- [DIRECTIVE] From the material below, pull out every line that contains the string "mountain" and copy each one in full. Treat uppercase and lowercase letters as different.

____ RECORDS FOR PROCESSING

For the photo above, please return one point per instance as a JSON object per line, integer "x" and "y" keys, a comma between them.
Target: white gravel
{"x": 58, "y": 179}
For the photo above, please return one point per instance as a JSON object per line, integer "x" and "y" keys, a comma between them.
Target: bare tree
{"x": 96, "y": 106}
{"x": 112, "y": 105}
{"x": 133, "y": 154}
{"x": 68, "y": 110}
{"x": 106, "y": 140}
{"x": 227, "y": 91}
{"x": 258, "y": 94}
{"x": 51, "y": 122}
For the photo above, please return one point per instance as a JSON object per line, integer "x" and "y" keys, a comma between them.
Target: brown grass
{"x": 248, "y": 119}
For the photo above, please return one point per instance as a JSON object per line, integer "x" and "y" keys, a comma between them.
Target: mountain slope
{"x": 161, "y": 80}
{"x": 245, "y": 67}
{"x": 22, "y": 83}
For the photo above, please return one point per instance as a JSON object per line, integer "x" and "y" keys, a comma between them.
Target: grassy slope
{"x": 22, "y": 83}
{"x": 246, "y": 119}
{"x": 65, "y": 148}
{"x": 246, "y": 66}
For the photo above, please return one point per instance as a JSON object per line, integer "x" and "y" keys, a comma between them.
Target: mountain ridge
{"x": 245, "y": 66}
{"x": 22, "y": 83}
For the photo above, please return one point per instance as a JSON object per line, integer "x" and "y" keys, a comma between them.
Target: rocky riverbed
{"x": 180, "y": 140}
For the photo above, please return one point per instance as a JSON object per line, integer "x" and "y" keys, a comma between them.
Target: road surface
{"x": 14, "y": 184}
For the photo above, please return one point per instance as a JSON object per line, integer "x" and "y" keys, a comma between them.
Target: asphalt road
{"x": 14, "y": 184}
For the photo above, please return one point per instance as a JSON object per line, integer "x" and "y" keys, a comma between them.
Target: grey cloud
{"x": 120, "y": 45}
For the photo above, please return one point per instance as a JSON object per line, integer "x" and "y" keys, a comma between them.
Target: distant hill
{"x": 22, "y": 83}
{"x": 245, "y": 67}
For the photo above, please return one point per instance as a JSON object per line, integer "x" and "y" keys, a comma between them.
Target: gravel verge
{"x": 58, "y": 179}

________
____ RECORDS FOR PROCESSING

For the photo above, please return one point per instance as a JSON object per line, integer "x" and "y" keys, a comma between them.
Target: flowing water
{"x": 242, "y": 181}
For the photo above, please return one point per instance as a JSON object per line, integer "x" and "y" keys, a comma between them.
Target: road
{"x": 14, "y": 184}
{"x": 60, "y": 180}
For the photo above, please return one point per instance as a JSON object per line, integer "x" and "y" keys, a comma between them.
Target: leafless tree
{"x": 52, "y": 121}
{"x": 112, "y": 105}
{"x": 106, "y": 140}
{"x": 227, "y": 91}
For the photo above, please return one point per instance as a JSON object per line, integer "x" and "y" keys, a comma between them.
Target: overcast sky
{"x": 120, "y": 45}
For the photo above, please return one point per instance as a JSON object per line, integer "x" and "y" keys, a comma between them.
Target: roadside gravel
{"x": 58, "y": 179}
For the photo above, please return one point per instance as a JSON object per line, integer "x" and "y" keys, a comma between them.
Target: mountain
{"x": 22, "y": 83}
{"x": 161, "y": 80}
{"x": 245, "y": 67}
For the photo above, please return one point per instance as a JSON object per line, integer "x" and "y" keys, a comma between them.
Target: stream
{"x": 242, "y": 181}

________
____ RECORDS FOR PROCESSING

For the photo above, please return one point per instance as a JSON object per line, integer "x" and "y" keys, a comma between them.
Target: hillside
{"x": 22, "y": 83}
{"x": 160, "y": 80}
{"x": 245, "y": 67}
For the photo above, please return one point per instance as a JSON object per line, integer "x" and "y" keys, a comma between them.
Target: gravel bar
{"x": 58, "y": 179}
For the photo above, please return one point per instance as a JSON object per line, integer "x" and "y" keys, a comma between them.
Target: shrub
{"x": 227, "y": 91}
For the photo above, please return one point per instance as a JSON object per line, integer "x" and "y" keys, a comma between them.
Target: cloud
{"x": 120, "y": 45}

________

- [WRITTEN ANSWER]
Target: mountain slope
Target: mountain ridge
Target: mountain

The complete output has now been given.